Task instructions: Check every line of the entries below for the word "clicks". Then give the number of lines that have it, with nothing added.

Source information:

_____

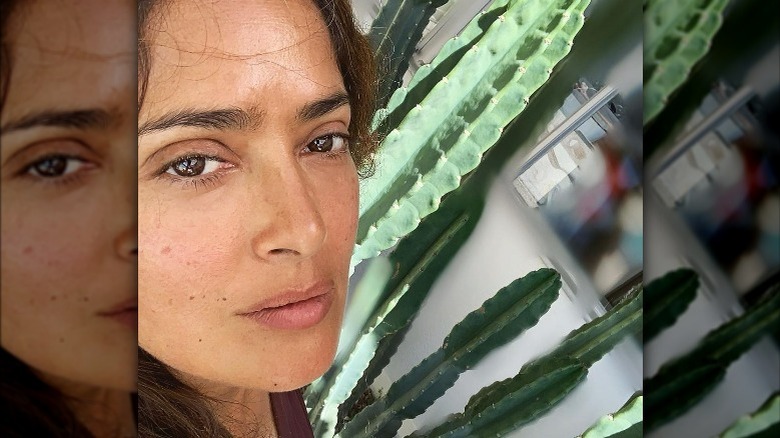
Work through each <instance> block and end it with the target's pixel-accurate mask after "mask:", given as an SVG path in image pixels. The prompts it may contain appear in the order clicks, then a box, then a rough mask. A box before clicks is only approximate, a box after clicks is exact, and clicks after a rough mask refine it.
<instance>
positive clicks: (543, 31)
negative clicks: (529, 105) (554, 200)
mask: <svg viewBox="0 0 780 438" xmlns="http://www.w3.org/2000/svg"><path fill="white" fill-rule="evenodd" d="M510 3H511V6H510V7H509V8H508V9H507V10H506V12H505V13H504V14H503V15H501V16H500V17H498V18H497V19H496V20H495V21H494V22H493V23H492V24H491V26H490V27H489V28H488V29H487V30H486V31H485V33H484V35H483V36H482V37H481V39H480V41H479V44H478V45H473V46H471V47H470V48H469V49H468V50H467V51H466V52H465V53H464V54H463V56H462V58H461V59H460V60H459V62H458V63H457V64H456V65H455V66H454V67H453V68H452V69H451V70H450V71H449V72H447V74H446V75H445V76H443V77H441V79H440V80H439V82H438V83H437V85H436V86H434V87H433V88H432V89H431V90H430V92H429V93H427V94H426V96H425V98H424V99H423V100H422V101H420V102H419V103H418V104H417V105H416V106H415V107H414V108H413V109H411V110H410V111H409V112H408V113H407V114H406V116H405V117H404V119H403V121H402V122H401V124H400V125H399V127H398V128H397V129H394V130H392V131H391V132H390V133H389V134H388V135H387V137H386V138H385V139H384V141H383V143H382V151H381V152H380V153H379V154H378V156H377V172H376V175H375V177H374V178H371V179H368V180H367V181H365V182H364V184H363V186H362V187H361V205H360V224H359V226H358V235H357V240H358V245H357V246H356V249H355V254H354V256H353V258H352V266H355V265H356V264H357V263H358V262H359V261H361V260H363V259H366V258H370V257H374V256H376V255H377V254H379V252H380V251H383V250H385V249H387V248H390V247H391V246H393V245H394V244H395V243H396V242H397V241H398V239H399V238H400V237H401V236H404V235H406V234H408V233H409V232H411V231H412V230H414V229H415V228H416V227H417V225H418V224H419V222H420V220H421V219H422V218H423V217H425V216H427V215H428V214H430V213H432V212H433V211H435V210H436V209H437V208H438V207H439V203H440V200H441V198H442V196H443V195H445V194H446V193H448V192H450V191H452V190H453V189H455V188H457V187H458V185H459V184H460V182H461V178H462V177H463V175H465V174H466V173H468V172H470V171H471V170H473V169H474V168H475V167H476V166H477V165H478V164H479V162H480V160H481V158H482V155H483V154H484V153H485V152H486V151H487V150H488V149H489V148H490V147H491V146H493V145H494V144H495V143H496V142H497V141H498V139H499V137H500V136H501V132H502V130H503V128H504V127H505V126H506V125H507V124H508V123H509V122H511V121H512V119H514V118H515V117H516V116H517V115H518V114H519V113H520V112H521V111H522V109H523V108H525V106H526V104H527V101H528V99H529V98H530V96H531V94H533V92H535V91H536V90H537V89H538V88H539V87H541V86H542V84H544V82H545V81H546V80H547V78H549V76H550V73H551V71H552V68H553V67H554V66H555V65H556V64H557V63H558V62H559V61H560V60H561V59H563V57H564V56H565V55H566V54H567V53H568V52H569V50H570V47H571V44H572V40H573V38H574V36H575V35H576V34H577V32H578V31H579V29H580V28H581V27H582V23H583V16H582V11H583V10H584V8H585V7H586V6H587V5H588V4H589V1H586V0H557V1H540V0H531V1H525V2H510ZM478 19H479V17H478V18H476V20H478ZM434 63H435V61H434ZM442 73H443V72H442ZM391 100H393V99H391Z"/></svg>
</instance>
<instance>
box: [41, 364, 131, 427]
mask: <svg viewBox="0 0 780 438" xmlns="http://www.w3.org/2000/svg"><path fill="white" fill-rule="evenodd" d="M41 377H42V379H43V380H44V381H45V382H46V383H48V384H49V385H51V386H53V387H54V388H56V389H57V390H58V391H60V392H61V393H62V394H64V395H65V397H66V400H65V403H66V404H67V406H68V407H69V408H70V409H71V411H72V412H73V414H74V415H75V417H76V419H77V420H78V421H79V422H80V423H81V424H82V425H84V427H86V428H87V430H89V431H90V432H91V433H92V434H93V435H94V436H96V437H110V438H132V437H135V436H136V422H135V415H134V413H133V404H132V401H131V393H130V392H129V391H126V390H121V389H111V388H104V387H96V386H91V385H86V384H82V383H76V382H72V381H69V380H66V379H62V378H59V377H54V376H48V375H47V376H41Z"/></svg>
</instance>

_____

Answer to this exercise: 3